• _Work required_: Output everything in the listing exactly, with no line missing.

• _Records for this task_:
┌──

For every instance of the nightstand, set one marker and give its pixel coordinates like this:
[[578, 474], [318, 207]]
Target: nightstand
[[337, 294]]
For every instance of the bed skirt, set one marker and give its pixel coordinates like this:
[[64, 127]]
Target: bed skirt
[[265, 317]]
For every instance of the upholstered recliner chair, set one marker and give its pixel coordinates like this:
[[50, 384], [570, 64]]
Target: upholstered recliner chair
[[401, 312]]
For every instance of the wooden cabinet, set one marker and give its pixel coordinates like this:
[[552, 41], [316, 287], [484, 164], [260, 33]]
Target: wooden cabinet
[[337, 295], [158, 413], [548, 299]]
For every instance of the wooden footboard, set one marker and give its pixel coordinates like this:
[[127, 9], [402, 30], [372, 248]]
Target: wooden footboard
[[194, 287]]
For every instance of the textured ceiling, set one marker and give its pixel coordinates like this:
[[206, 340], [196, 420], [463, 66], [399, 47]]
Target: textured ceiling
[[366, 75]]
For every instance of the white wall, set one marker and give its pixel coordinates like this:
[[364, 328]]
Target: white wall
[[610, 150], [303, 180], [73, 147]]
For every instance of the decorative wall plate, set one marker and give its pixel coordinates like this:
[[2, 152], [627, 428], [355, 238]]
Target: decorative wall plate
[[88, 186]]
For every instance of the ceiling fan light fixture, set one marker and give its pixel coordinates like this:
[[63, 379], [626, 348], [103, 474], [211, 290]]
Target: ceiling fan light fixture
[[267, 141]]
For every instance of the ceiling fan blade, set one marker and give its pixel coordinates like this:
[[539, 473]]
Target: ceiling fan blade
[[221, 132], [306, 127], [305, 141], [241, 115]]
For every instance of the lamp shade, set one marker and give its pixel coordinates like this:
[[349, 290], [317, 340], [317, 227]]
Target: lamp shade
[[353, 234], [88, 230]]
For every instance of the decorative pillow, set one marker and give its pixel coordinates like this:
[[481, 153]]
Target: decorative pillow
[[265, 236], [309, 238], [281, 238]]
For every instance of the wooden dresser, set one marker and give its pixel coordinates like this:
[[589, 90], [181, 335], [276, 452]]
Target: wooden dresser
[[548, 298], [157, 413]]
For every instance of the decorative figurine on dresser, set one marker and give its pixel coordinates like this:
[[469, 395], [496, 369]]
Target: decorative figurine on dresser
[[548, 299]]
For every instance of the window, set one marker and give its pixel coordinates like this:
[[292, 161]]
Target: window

└──

• _Output for this exercise_:
For every instance of the nightstand, set one marker and give its pixel coordinates like this:
[[578, 474], [318, 207]]
Target: nightstand
[[337, 294]]
For every instance of the bed skirt, set one marker and give its pixel coordinates like this:
[[64, 127]]
Target: bed skirt
[[265, 317]]
For every instance of the upholstered recliner chair, set one marker and give its pixel coordinates like this:
[[50, 384], [570, 64]]
Target: upholstered recliner chair
[[401, 312]]
For every instance of the wooden cabinet, set one marker and give its pixel coordinates like this:
[[552, 41], [316, 287], [484, 164], [260, 33]]
Target: wooden cabinet
[[337, 295], [158, 413], [548, 299]]
For every instance of the wooden footboard, set one marker and give its pixel coordinates like this:
[[127, 9], [402, 30], [372, 248]]
Target: wooden footboard
[[194, 287]]
For every instance of the textured ceiling, set one marker and give its pixel coordinates like this:
[[206, 340], [196, 420], [463, 66], [399, 47]]
Target: textured ceiling
[[366, 75]]
For every instance of the white wall, set one marker and give its pixel coordinates like this:
[[364, 328]]
Target: white wall
[[610, 150], [303, 180], [73, 147]]
For every instance of the decorative wall plate, set one marker and give its pixel coordinates like this:
[[2, 152], [627, 428], [355, 238]]
Target: decorative wall plate
[[88, 186]]
For every instance of the ceiling fan light fixture, set one marker and give its pixel coordinates like this:
[[63, 379], [626, 348], [103, 474], [211, 290]]
Target: ceiling fan light fixture
[[267, 141]]
For every instance of the ceiling fan blade, set one marker and give its pixel coordinates like this:
[[539, 473]]
Target: ceiling fan blade
[[221, 132], [306, 127], [305, 141], [241, 115]]
For every instance of the lamp shade, set one marker and give its pixel coordinates like this:
[[349, 290], [317, 340], [317, 227]]
Target: lamp shade
[[353, 234], [88, 230]]
For every instance of the decorative pillow, set one marker and give its pixel coordinates like this:
[[481, 153]]
Target: decorative pillow
[[265, 236], [309, 238], [281, 238]]
For every instance of the wooden dresser, set one marker and give its pixel coordinates like this:
[[589, 90], [181, 335], [276, 452]]
Target: wooden dresser
[[548, 298], [157, 413]]
For every instance of the decorative figurine on dresser, set one marker and give its pixel coordinates like this:
[[469, 395], [496, 369]]
Target: decorative figurine on dresser
[[548, 299]]
For every instance of the window, set one marker and give its pixel coordinates like this:
[[292, 161]]
Target: window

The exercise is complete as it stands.